The listing below must be repeated word for word, without its pictures.

• **INFORMATION SHOWN**
• • • • • • •

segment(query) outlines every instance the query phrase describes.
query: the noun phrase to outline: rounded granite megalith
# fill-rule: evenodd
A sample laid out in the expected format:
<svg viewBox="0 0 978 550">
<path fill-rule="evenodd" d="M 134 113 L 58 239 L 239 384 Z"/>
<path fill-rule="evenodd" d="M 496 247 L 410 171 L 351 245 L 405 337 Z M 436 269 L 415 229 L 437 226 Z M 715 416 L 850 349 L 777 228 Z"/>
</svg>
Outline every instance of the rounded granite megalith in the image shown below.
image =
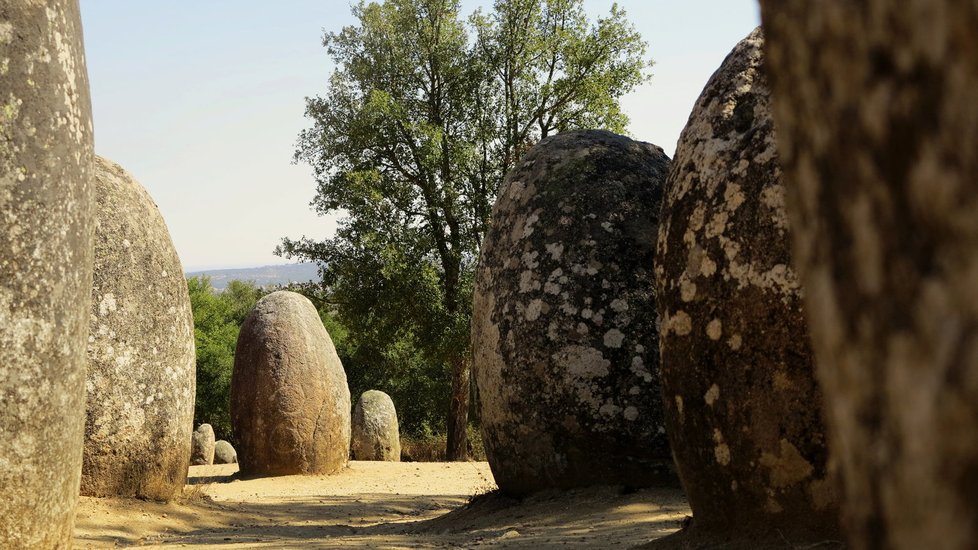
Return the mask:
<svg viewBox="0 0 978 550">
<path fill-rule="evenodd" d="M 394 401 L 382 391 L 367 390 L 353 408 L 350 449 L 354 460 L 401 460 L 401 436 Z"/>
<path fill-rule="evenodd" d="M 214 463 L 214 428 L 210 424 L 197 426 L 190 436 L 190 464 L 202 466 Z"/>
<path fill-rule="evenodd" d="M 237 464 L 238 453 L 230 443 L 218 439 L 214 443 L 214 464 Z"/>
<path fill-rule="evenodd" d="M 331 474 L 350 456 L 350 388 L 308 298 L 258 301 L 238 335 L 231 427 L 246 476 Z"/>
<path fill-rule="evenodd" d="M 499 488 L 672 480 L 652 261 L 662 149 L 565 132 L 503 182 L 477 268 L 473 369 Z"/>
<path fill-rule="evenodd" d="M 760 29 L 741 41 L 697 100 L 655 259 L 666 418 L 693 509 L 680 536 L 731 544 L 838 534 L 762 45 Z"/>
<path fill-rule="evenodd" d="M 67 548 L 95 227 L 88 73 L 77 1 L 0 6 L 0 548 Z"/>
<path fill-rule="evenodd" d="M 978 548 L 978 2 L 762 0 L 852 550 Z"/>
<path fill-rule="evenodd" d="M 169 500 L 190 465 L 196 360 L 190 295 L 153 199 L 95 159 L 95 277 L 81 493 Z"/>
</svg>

• • • • • • •

• **RESULT BELOW**
segment(query) outlines every instance the query phrase describes.
query: the noun phrase to outline: rounded granite megalith
# fill-rule: evenodd
A sample laid out in the expected format:
<svg viewBox="0 0 978 550">
<path fill-rule="evenodd" d="M 134 113 L 58 239 L 239 384 Z"/>
<path fill-rule="evenodd" d="M 496 247 L 410 171 L 351 245 L 405 337 Z M 436 269 L 415 229 L 437 226 Z M 715 416 L 850 349 L 777 228 Z"/>
</svg>
Outline every instance of the rounded granite megalith in the image shown below.
image =
Return the mask:
<svg viewBox="0 0 978 550">
<path fill-rule="evenodd" d="M 394 401 L 382 391 L 367 390 L 353 408 L 350 449 L 354 460 L 401 460 L 401 436 Z"/>
<path fill-rule="evenodd" d="M 214 463 L 214 428 L 210 424 L 197 426 L 190 436 L 190 464 L 202 466 Z"/>
<path fill-rule="evenodd" d="M 237 464 L 238 453 L 230 443 L 218 439 L 214 443 L 214 464 Z"/>
<path fill-rule="evenodd" d="M 331 474 L 350 456 L 350 388 L 308 298 L 258 301 L 238 335 L 231 427 L 246 476 Z"/>
<path fill-rule="evenodd" d="M 499 488 L 672 480 L 652 261 L 662 149 L 565 132 L 503 182 L 477 268 L 473 369 Z"/>
<path fill-rule="evenodd" d="M 760 29 L 741 41 L 697 100 L 655 259 L 666 418 L 693 509 L 680 536 L 731 544 L 838 534 L 762 45 Z"/>
<path fill-rule="evenodd" d="M 67 548 L 95 227 L 88 73 L 77 1 L 0 6 L 0 548 Z"/>
<path fill-rule="evenodd" d="M 978 548 L 978 2 L 762 0 L 852 550 Z"/>
<path fill-rule="evenodd" d="M 169 500 L 190 465 L 196 360 L 190 295 L 153 199 L 95 159 L 95 277 L 81 493 Z"/>
</svg>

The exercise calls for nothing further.